**Datos**
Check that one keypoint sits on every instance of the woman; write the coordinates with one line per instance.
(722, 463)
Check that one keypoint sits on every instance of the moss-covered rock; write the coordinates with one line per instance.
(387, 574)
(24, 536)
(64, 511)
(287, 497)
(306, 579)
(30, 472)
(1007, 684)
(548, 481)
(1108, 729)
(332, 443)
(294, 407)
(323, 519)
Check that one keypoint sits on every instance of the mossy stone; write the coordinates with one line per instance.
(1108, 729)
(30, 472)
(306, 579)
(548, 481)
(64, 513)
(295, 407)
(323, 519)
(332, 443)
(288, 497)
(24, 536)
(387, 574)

--

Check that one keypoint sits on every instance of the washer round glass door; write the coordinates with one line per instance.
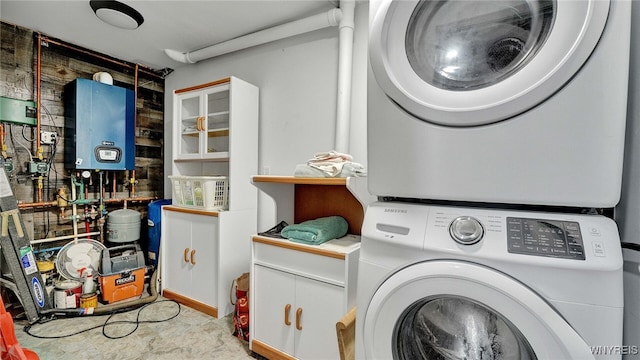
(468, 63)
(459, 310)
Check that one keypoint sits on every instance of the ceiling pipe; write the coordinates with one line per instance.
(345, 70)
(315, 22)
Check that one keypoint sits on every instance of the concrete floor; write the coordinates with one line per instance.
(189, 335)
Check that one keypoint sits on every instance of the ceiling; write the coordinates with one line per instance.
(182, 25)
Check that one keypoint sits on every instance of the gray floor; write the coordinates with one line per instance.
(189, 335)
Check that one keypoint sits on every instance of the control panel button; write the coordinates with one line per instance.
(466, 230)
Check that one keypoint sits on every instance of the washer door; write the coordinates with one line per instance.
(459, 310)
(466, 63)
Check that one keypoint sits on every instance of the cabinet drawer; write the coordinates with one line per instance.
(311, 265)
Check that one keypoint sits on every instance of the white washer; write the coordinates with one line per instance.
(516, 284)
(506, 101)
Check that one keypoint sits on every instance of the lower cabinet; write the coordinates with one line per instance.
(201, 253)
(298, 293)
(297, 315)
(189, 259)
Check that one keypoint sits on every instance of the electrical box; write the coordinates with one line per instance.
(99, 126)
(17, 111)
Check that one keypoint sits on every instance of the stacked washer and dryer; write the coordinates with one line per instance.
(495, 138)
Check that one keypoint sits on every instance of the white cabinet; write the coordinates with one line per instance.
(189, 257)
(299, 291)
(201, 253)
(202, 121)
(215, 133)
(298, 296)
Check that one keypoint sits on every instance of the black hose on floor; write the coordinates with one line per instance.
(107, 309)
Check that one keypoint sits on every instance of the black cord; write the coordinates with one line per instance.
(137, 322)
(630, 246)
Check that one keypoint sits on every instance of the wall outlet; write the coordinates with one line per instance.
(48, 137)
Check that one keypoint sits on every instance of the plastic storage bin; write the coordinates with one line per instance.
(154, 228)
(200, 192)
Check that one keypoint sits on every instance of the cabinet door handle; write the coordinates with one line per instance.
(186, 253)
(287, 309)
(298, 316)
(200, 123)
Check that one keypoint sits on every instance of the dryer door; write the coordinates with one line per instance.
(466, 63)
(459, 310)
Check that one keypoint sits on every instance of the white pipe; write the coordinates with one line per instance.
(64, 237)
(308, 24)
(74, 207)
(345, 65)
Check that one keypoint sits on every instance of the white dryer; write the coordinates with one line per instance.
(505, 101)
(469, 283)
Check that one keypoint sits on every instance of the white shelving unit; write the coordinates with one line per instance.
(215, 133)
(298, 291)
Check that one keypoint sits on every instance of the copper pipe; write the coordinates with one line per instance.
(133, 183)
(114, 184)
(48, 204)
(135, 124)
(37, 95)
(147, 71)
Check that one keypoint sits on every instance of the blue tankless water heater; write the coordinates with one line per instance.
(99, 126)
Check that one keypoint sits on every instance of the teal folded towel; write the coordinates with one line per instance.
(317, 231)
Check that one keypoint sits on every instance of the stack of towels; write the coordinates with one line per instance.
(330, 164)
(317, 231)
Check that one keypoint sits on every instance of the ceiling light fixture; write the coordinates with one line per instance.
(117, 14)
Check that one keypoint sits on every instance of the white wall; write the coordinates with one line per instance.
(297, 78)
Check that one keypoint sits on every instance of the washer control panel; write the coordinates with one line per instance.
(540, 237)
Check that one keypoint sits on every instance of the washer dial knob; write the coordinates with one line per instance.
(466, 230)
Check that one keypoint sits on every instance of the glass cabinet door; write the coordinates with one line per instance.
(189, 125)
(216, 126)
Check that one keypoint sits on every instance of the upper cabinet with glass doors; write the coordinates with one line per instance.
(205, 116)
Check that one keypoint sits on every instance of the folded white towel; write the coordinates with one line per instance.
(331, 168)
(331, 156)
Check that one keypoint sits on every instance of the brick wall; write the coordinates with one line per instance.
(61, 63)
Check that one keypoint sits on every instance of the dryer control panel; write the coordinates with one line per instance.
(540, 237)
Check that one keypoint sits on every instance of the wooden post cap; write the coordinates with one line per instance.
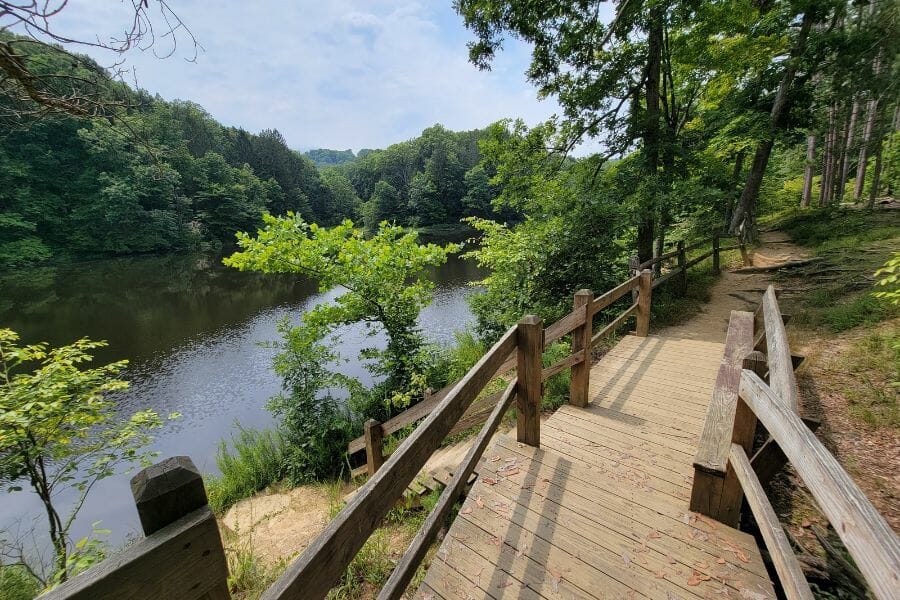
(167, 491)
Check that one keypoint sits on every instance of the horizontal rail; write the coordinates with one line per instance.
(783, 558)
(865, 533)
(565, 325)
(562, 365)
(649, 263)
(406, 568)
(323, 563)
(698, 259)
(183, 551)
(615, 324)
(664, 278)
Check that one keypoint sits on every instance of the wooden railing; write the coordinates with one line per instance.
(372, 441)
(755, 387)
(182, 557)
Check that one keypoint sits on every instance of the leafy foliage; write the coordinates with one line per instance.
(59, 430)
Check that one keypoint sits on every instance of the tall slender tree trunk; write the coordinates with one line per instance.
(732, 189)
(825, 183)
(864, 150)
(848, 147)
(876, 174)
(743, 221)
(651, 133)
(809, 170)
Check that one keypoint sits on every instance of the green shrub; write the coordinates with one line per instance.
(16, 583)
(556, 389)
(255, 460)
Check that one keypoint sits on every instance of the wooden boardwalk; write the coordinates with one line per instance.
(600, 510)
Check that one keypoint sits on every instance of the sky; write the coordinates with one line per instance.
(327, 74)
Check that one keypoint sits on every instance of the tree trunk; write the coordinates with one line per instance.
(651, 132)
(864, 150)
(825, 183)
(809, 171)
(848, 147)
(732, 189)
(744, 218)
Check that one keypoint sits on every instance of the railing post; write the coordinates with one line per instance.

**Consigna del ejercicio**
Indica cuántas líneas de los datos contienen la cadena "railing", teniendo en cuenta las mayúsculas y minúsculas. Responde solo con el número.

**Respuesta**
2